- _Selected text_:
+---+
Students carry the Cuban flag down the Malecon in Havana. I made this photo during a trip to Havana in February 2000.
Big news this week out of Washington and Havana. President Obama announced that the US would reopen its embassy in Havana and start the process of normalizing relations with Cuba, which lies less than 100 miles from Florida.
I worked in Cuba several times in the early 2000s. I went legally, through workshops arranged by the Maine Photographic Workshops (now Maine Media Workshops). I didn't work on specific stories, instead I wandered the streets and traveled across the western end of the island, going as far east as Trinidad.
Women in a home for pregnant women in Trinidad. The Cuban government provides basic health care for its citizens.
I was struck at the warmth and hospitality of the Cuban people. I was walking down a street in Havana and heard music coming out of a home. I looked in the window, and a woman came out to greet me. She dragged me into the house where there was a party going on and an older woman was teaching younger people how to salsa dance.
+---+
- _Dataset content_:
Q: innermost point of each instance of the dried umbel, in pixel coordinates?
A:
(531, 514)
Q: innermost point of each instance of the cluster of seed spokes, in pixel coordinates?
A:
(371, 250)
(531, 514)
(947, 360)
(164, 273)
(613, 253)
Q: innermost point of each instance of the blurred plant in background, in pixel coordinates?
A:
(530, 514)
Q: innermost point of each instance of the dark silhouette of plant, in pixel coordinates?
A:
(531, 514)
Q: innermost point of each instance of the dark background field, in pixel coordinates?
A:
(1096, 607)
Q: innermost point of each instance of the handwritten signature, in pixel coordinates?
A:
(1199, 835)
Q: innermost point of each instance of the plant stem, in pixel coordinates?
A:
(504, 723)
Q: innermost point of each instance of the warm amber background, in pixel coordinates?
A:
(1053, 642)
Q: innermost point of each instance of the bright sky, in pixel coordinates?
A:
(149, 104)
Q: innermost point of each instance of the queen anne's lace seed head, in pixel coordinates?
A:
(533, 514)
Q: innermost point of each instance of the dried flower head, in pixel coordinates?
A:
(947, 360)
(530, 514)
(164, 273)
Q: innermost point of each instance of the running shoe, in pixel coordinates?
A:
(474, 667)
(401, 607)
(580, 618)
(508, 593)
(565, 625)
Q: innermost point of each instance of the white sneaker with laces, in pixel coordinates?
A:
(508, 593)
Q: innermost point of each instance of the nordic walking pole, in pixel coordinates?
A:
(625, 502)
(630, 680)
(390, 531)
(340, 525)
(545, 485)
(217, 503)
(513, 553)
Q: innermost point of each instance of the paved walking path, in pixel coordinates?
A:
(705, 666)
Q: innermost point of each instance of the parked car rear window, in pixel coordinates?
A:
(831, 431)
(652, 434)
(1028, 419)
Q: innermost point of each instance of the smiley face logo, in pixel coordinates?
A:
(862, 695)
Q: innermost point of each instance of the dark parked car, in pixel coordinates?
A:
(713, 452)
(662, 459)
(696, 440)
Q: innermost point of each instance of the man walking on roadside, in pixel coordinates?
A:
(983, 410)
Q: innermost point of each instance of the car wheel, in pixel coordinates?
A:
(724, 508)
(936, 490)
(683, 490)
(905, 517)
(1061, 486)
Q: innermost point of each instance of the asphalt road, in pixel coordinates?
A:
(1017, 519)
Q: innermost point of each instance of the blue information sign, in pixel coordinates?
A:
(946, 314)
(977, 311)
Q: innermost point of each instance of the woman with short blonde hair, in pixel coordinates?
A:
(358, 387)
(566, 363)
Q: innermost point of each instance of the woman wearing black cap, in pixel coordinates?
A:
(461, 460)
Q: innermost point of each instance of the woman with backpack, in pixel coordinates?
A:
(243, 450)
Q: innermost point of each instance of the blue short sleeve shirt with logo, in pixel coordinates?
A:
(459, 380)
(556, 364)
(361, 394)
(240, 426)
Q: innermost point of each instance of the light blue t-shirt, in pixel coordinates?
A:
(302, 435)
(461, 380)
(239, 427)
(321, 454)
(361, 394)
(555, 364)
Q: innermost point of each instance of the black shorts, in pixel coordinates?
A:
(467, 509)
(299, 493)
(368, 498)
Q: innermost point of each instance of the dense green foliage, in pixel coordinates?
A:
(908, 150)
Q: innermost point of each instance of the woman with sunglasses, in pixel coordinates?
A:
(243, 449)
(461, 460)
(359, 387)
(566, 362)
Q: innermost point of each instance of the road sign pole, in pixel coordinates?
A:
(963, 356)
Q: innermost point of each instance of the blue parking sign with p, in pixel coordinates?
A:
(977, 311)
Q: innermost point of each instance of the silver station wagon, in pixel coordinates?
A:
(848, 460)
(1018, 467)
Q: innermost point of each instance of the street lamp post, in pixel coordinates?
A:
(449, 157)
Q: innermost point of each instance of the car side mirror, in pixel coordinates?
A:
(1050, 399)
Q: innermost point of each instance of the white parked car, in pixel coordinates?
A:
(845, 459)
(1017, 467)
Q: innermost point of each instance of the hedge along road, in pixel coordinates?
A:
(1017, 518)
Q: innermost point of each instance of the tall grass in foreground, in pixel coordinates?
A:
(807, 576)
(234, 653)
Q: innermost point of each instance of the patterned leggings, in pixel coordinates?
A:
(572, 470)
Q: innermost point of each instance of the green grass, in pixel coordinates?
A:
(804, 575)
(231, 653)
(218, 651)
+---+
- _Things to do_:
a - In the text about Cuba, how far east did the writer travel across the island?
b - Continue the text about Cuba from its last sentence.
You won't need the entries.

- _Answers to the problems_:
a - As far east as Trinidad.

b -
Americans used to be something of a novelty in Cuba and the Cubans I encountered were eager to dispel misconceptions Americans might have about their island nation.
A young woman wearing an American flag tee shirt leaves a bakery with a loaf of bread.
Normalizing relations will likely lead to the end of the embargo and dropping travel restrictions to the island. Americans will no longer be a novelty in Cuba. I'm glad I was able to see Cuba when I did. The coming invasion of gringo tourists will probably change the island nation as much as Fidel and his comrades in the 26th of July Movement did.